→ **Task directions**:
Copy out everything from the line containing "In this exercise you will pick out the man's" down to the end of the records below, keeping each line unchanged.

→ **Entries provided**:
-----

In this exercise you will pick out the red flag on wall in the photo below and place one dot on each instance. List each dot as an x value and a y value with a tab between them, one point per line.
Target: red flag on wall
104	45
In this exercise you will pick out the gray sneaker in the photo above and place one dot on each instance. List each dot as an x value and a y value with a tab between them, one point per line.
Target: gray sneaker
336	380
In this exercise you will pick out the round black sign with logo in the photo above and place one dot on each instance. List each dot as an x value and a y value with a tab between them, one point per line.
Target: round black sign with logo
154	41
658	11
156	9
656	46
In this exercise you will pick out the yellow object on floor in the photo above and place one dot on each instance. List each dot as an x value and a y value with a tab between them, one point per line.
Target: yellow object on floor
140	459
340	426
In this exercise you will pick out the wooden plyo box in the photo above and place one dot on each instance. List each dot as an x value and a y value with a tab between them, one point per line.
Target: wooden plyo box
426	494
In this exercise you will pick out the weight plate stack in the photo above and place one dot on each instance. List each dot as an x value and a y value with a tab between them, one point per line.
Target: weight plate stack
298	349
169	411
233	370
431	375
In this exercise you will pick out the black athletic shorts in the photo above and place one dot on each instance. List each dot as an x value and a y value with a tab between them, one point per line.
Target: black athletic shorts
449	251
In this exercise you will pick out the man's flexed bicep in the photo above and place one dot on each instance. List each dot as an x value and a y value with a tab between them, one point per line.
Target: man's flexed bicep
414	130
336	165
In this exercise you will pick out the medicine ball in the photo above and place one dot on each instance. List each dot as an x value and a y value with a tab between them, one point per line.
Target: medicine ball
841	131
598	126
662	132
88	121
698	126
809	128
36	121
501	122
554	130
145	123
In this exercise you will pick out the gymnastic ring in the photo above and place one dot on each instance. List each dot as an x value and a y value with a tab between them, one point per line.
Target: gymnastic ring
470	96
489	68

-----

→ **Finished answer**:
In this exercise you will pick out the man's flexed bicep in the photo above and place one dot on each instance. List each dot as an x value and a y value with a tab between them, one point per line.
Target: man's flexed bicep
414	130
336	165
In this exercise you will pick out the medicine ball in the photo above and place one dot on each instance. List each dot as an x value and a y value with a tab between them, one point per line.
Target: medicine ball
841	131
598	126
662	132
88	121
698	126
809	128
36	121
501	122
554	130
145	123
In this exercise you will pick out the gymnastic ring in the photo above and place one dot on each instance. List each dot as an x value and a y value with a tab between them, one point per line.
Target: gymnastic ring
470	96
489	68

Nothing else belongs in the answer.